§ **Problem to work on**: Write out the whole listing word for word.

§ **Data shown**:
/---

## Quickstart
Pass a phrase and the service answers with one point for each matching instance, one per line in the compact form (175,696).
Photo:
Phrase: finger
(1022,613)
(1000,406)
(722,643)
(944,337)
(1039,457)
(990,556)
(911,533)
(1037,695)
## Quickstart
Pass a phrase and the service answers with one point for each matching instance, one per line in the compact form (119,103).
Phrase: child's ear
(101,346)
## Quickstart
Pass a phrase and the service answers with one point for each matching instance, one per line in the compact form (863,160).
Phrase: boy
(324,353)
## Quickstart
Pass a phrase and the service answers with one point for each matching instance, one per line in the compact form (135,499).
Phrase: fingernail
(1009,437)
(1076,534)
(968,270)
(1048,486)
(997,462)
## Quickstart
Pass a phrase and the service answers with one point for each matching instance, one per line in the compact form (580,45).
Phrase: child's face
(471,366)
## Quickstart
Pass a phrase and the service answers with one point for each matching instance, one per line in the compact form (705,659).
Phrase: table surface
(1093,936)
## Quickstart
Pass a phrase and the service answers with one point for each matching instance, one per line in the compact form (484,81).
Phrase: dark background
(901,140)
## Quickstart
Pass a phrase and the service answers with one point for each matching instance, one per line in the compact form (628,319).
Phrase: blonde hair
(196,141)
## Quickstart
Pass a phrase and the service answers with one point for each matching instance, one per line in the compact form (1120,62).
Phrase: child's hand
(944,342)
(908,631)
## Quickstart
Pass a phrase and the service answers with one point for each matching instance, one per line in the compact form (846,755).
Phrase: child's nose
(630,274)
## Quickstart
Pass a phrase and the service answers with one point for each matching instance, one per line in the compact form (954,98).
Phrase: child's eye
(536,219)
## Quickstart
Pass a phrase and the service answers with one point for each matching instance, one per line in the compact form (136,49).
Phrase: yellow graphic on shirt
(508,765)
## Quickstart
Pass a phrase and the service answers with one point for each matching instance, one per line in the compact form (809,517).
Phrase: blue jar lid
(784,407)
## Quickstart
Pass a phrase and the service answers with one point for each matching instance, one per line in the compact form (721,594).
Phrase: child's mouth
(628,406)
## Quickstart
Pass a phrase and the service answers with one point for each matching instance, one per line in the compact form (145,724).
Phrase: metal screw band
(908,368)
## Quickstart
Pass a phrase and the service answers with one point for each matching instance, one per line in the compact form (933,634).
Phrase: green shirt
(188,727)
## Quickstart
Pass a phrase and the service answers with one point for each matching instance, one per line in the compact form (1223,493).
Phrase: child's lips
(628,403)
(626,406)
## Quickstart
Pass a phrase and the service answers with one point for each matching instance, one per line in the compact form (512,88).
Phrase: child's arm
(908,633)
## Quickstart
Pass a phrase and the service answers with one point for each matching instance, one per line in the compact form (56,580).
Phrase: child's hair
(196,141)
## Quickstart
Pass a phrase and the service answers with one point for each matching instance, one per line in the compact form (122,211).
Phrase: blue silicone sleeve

\---

§ **Answer to this problem**:
## Quickstart
Pass a phrase and the service answers with one point for each matching instance, one per line in the compact form (175,696).
Photo:
Phrase: finger
(1022,613)
(1000,406)
(722,643)
(944,337)
(1039,457)
(990,556)
(911,533)
(1037,695)
## Quickstart
Pass a phrase and the service answers with one point for each matching instance, one per line in the compact form (119,103).
Phrase: child's ear
(101,346)
## Quickstart
Pass a phrase and the service answers with one point for each matching instance, one per line in the compact form (863,160).
Phrase: boy
(324,353)
## Quickstart
Pass a phrase and the service answers with one point for each matching instance, one per line in the compact form (135,499).
Phrase: fingernail
(1009,437)
(1076,534)
(968,270)
(1048,486)
(997,462)
## Quickstart
Pass a phrase and the service answers with one point for each matching instance, one per line in the compact form (580,45).
Phrase: child's face
(471,366)
## Quickstart
Pass a phrase and the service answers with one point for each matching instance, one per line in the compact form (705,659).
Phrase: table surface
(1093,936)
## Quickstart
Pass a phrase and the service answers with one point for each matching instance, one per line in the compact form (484,81).
Phrase: dark background
(901,140)
## Quickstart
Pass a phrase and the service answers with one point for each matching instance, one per line in the compact form (628,319).
Phrase: blonde hair
(196,141)
## Quickstart
Pass a phrase and the service answers with one point for each matching instance, one per line in the compact form (1120,62).
Phrase: child's hand
(944,342)
(908,631)
## Quickstart
Pass a phrase and the service answers with one point for each matching instance, one per line in the compact form (846,755).
Phrase: child's nose
(630,274)
## Quickstart
Pass a phrase and the service answers with one point for each matching instance, one per line in the compact form (954,98).
Phrase: child's eye
(536,219)
## Quickstart
Pass a phrase and the service answers with one point for each matching instance, one per line in the compact form (136,49).
Phrase: yellow graphic on shirt
(508,765)
## Quickstart
Pass a phrase and the service answers with one point for each matching instance, one per line in the compact form (809,517).
Phrase: blue jar lid
(784,407)
## Quickstart
Pass a phrase and the service answers with one point for each matching instance, one per line in the compact form (721,594).
Phrase: child's mouth
(628,406)
## Quickstart
Pass a phrase and the service answers with one point for each matching instance, one per line in the compact form (145,724).
Phrase: metal screw band
(908,368)
## Quickstart
Pass a phrase and the service answers with one point for each matching instance, one per line in the compact form (933,634).
Phrase: green shirt
(188,727)
## Quickstart
Pass a phrase and the service answers with one point for each matching instance, one per line in the compact form (1223,493).
Phrase: child's lips
(628,403)
(626,406)
## Quickstart
Pass a phrase and the service answers with one point for each matching instance, one per line in the compact form (512,88).
Phrase: child's arm
(908,633)
## Quickstart
Pass a phrase and the service answers with one point for each matching instance, one per line in the compact form (56,580).
Phrase: child's hair
(196,141)
## Quickstart
Pass a phrase and the service answers with one point for each matching instance, one per line in the compact form (122,211).
Phrase: blue silicone sleeve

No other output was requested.